Por Héctor Ricardo Olivera [email protected]
Para quien se informa de la marcha de la Política y redacta alguna opinión al respecto hay temas de sobra.
De todas formas, hoy habré de ser autorreferencial refugiado en mi condición de adulto mayor, (elegante forma de decir viejo), para expresar mis sentimientos alimentados por la basura mediocre que estamos viviendo como sociedad.
Casi diría que escribo solo para mí…
Desde los 16 años comencé a frecuentar el Comité de la UCR donde encontré calidades humanas, ideas atractivas y esperanzas de futuro.
Allí conocí a Raúl Alfonsín que ya era la figura más destacada del valioso grupo de dirigentes que lo rodeaban.
Esa relación se extendió y así fue que anduve con él en tiempos en que “regalado era caro”.
Puedo contar que a la vuelta de un viaje proselitista de unos 500 km. me dijo “buen acto Cabezón”.
“Muy bueno, Doctor”, asentí.
En verdad el tal acto había sido en un garaje y contándolo a él y a mí éramos 21.
De estas puedo contar un montón.
Pero el núcleo de esta nota es más cercano.
En su primer visita no oficial a Chascomús uno de sus hijos, Raulo, el mayor, vino a casa al mediodía para decirme que su padre quería hablar con migo.
Fui a la casa donde almorzaba con algunos cuantos amigos y allí me propuso hacerme cargo de algunas tareas en la Embajada en Canadá.
Me costó recuperarme de la sorpresa y en medio de los saludos de los presentes almorcé y volví a casa para contarle a Mirta y los chicos la novedad.
Finalmente elegí el camino de la militancia activa y deseché la oferta.
Es aquí donde la situación de hace 40 años confluye con el presente.
La primera vez que concurrí a la Casa Rosada fue para agradecerle a Raúl su oferta y decirle que prefería quedarme acá.

◇ ◇ ◇ ◇ ◇ ◇ ◇

> [Consigna 1] En el fragmento sobre Raúl Alfonsín, ¿a qué edad empezó quien escribe a frecuentar el Comité de la UCR?
> [Consigna 2] Escribe lo que sigue en el fragmento sobre Raúl Alfonsín a partir de su última oración.

> [Datos registrados]
◇ ◇ ◇ ◇ ◇ ◇ ◇

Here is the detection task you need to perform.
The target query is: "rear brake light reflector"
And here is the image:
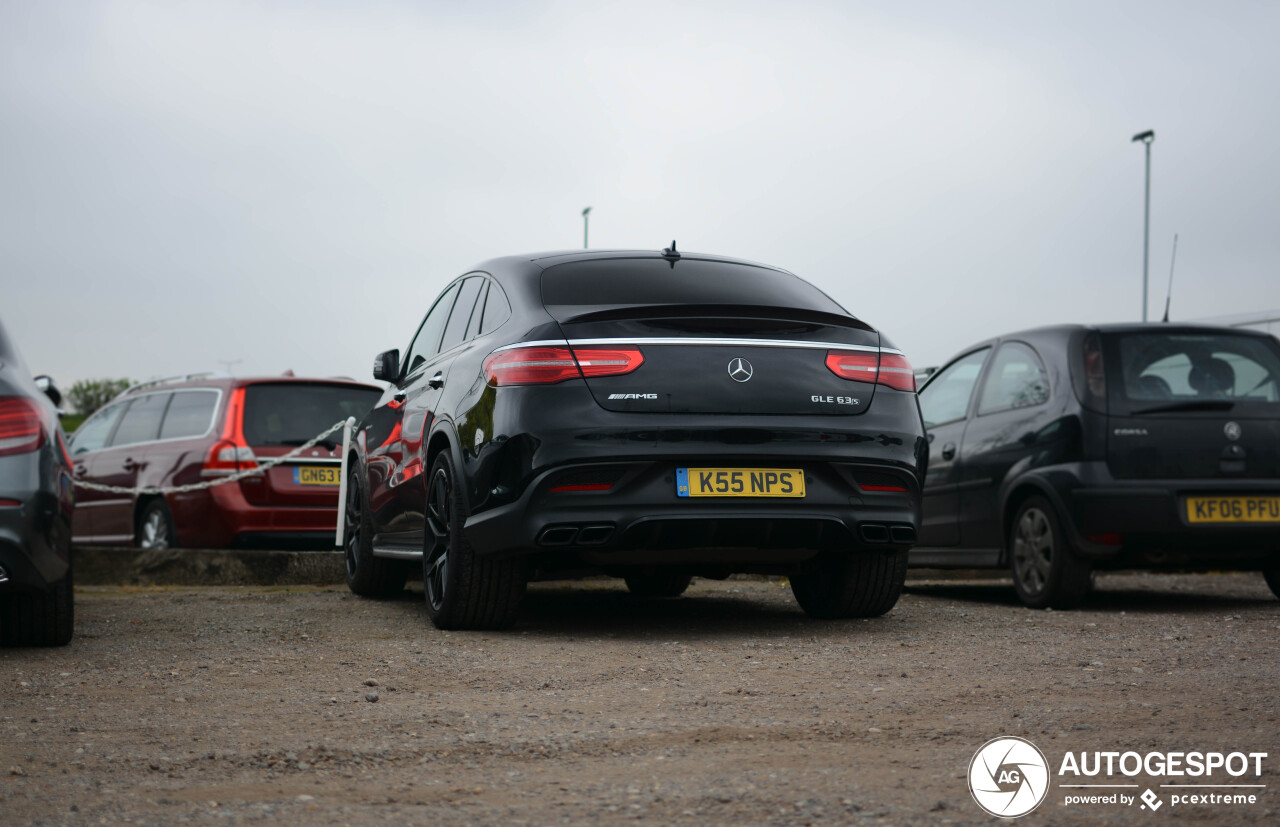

◇ ◇ ◇ ◇ ◇ ◇ ◇

> [Respuesta 1] A los 16 años.

> [Respuesta 2]
Llegué con anticipación a la hora indicada y compartí un rato con Guillermo, su hermano, que oficiaba de secretario privado.
Tres personas salieron del despacho presidencial y al instante fue el mismo Presidente de la República el que abrió la puerta y pegó el grito: “Cabezón, vení”
Pasé la puerta emocionado y ante de sentarnos quedamos frente a frente.
“Quiero decirle algo, Raúl. Hemos hecho cumbre en el Everest de la Política Argentina”
Abrimos los brazos juntos y nos estrechamos en un abrazo interminable.
Cosas de otros tiempos.
Emociones de otras épocas.
Pasiones que el WhatsApp ha anulado.
Zonceras que a los viejos nos alientan sentirnos vivos y fuertes en la esperanza de que el kirchnerismo sea una vergüenza más que dejemos definitivamente atrás.
La idea de arriesgar a parecer ridículo escribiendo estas cosas nace de la macabra escena mostrada por el desagradable ex Presidente de la República que usó el despacho presidencial como si fuera la habitación de un telo.
No hacía falta más para saber que es un tarado.
Pero tiene la capacidad desagradable de superarse a sí mismo.
Un tipo que le pega a una mujer es una porquería.
Y si es Presidente de la República la calificación se multiplica al infinito.
En su bajeza no está solo.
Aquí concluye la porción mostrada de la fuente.